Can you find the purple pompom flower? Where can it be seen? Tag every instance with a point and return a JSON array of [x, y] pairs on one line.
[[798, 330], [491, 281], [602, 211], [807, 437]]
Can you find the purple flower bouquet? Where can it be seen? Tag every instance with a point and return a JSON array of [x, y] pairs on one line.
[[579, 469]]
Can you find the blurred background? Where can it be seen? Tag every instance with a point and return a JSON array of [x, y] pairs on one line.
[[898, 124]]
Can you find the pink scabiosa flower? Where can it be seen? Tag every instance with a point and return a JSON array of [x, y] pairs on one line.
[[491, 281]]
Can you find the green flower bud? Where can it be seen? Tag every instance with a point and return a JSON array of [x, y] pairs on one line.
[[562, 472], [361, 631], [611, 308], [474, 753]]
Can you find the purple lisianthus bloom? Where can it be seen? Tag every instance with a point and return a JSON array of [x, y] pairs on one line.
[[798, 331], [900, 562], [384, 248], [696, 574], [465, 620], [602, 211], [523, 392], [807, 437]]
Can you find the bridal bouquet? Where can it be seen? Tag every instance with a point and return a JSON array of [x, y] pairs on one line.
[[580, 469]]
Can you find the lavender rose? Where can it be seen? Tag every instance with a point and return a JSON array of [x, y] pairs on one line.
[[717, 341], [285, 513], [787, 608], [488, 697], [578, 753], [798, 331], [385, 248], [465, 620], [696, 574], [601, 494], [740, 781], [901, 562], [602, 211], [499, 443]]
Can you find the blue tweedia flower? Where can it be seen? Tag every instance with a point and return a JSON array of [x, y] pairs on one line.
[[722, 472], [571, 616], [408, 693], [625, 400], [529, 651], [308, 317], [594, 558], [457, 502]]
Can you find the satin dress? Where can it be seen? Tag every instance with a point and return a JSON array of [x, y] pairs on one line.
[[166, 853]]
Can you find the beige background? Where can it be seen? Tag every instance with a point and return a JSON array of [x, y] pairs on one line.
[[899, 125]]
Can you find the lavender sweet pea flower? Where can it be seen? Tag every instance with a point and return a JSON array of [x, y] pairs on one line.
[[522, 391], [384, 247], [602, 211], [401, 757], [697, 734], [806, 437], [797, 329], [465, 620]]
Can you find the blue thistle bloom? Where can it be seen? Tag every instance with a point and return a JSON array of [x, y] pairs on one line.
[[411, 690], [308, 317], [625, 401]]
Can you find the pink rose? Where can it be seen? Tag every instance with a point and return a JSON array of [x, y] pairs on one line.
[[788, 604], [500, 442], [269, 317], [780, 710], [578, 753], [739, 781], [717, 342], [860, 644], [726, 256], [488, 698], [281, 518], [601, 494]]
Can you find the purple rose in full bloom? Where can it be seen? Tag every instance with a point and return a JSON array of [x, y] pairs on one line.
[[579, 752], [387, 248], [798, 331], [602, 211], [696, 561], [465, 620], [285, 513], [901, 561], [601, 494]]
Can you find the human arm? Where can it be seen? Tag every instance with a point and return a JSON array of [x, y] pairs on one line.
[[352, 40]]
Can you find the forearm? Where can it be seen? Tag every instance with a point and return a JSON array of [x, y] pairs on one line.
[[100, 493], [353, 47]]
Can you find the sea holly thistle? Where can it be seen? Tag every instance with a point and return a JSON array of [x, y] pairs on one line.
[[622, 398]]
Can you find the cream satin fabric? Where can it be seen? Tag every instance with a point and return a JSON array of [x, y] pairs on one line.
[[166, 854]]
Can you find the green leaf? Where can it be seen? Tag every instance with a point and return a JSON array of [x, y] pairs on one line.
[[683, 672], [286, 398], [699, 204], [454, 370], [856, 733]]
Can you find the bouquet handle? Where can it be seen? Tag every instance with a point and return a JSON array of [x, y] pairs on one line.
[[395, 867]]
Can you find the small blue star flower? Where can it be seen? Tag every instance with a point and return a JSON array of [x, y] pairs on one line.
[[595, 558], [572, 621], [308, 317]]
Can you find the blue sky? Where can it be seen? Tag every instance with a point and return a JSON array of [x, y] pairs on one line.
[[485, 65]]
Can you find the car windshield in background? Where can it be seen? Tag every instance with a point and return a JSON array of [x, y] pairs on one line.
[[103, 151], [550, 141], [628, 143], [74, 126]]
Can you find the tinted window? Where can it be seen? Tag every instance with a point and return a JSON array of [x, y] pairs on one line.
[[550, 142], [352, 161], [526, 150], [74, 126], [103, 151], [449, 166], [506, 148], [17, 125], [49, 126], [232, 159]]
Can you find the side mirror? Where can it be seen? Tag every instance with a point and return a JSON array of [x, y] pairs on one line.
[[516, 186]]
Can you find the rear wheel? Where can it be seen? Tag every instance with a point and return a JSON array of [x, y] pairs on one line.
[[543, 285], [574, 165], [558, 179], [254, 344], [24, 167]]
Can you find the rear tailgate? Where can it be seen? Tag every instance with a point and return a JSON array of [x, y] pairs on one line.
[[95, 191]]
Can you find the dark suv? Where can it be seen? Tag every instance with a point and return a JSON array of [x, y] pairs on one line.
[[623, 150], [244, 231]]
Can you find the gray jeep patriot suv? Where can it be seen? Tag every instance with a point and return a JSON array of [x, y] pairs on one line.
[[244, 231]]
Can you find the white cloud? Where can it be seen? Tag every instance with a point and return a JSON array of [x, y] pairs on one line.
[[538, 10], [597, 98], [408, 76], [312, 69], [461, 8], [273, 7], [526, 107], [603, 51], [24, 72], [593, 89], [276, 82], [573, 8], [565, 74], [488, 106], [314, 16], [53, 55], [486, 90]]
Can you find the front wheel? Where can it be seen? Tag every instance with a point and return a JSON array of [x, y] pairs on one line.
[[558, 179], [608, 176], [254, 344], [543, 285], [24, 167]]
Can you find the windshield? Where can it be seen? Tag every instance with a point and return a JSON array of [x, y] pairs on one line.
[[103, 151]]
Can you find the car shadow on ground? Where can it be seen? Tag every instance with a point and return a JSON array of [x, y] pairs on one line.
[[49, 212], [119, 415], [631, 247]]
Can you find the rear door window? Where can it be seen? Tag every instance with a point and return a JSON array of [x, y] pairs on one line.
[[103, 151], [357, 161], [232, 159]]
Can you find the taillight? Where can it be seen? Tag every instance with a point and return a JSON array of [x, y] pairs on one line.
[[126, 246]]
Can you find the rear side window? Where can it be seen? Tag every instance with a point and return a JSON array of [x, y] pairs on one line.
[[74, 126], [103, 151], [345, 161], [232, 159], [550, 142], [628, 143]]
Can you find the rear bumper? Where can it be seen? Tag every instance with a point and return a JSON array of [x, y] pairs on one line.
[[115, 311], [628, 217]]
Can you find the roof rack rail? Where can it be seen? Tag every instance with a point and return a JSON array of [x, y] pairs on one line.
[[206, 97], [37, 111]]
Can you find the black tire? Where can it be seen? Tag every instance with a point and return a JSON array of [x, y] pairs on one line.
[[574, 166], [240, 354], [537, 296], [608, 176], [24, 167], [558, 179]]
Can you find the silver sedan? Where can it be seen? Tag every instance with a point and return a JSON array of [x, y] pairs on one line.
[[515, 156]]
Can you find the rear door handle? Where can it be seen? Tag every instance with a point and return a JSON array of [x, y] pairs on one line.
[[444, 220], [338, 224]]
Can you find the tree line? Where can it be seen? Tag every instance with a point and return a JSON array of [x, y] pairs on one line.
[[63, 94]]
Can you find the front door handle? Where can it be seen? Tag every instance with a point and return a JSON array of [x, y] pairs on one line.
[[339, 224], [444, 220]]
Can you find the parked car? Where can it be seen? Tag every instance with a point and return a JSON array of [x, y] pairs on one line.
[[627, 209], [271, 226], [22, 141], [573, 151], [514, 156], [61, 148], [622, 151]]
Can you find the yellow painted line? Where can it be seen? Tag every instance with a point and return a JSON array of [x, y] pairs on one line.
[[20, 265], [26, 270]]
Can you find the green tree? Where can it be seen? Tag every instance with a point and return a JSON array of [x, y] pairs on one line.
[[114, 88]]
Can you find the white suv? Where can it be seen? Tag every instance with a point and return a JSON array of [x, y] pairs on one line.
=-=-=-=-=
◆ WHAT IS ASKED ◆
Recast the material as a Markdown table with columns Row and Text, starting at the line containing "Can you find the purple lisianthus" and ending at the line containing "329], [465, 620]]", both included. Put each line in its own numbered row and leave out blank lines.

◆ CORRECT RESPONSE ◆
| Row | Text |
|---|---|
| 1 | Can you find the purple lisianthus bloom? Where can it be seen? Tag every instance with a point and return a JSON array of [x, y] pairs on one line. |
| 2 | [[798, 331], [900, 562], [384, 248], [696, 574], [465, 620], [602, 211], [523, 392], [807, 437]] |
| 3 | Can you find the bridal bouquet? Where can it be seen? Tag every instance with a point and return a JSON array of [x, y] pairs on one line. |
| 4 | [[580, 469]] |
| 5 | Can you find the lavender rose? Where can it be seen? Tag every instance with a point and return a JSON array of [x, y] pairs on one line. |
| 6 | [[717, 341], [285, 513], [787, 608], [488, 697], [578, 753], [798, 331], [385, 248], [465, 620], [696, 574], [601, 494], [740, 781], [901, 562], [602, 211], [499, 443]] |
| 7 | Can you find the blue tweedia flower? Where can it be seen? Tag every instance with a point and return a JSON array of [x, y] pairs on one line. |
| 8 | [[722, 472], [571, 616], [408, 693], [625, 400], [529, 651], [308, 317], [594, 558], [457, 502]] |
| 9 | Can you find the satin dress? Where can it be seen? Tag every instance with a point and return a JSON array of [x, y] pairs on one line. |
| 10 | [[166, 853]] |
| 11 | Can you find the beige background? Where can it be seen? Tag every instance with a point and return a JSON array of [x, y] pairs on one line. |
| 12 | [[899, 125]] |
| 13 | Can you find the lavender sweet pea flower? Where can it be seen? Tag every instance with a point and return a JSON array of [x, y] pairs on one line. |
| 14 | [[522, 391], [384, 247], [602, 211], [401, 757], [697, 734], [806, 437], [797, 329], [465, 620]] |